• What is asked: Copy the records below line for line without any changes, but leave out the pictures.

• Data to use:
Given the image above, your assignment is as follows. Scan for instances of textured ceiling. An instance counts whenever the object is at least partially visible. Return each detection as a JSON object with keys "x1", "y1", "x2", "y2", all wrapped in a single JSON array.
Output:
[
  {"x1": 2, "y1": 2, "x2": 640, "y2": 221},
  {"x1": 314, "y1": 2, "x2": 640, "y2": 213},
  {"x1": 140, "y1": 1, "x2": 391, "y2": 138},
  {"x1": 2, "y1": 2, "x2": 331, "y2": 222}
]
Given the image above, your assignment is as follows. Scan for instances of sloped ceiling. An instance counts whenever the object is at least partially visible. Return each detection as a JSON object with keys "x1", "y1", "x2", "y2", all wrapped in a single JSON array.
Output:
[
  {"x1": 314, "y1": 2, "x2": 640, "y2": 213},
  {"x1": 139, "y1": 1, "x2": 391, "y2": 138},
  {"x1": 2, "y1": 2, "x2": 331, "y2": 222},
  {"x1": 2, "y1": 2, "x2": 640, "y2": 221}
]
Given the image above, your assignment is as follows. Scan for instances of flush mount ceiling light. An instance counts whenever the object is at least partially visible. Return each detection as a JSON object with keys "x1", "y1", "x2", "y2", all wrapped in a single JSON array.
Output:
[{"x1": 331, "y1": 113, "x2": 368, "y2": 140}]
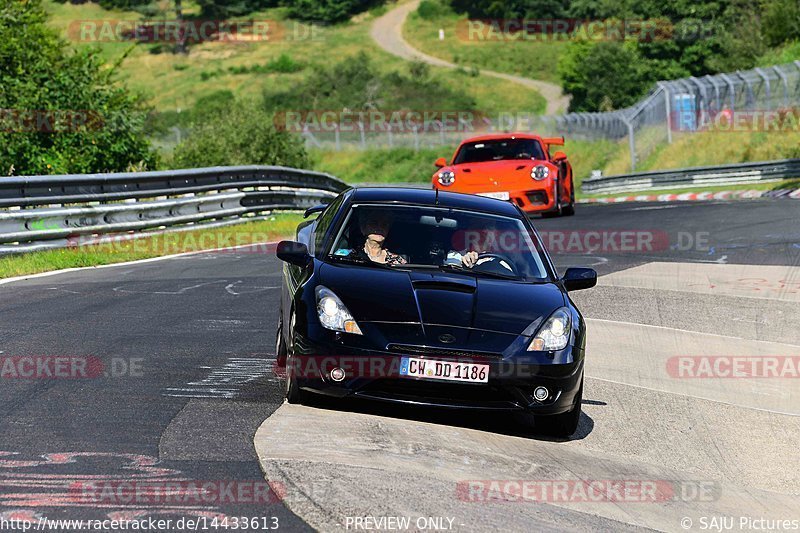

• Exercise output:
Given the image above, your assignment is as follows. Scan for instances of textured ceiling. An instance counts whenever the object is at least partially visible. Return each detection as a JSON object with keys "x1", "y1", "x2", "y2", all wrapped in a single JSON array.
Output:
[
  {"x1": 2, "y1": 2, "x2": 640, "y2": 221},
  {"x1": 314, "y1": 2, "x2": 640, "y2": 213},
  {"x1": 140, "y1": 1, "x2": 391, "y2": 138},
  {"x1": 2, "y1": 2, "x2": 331, "y2": 222}
]
Given the image above, your assignment is as follows. Scan for instances of sloped ceiling. An instance counts whenever the object is at least partially visible. Return each detection as a JSON object with keys "x1", "y1", "x2", "y2", all wrapped in a single JSON array.
Output:
[
  {"x1": 314, "y1": 2, "x2": 640, "y2": 213},
  {"x1": 139, "y1": 1, "x2": 391, "y2": 138},
  {"x1": 2, "y1": 2, "x2": 331, "y2": 222},
  {"x1": 2, "y1": 2, "x2": 640, "y2": 221}
]
Given the image above, your assignment is as follows. Scan for instances of flush mount ceiling light. An instance counts whenever the object is at least partially visible. Return each detection as a JSON object with keys "x1", "y1", "x2", "y2", all wrapped in a single JSON array.
Output:
[{"x1": 331, "y1": 113, "x2": 368, "y2": 140}]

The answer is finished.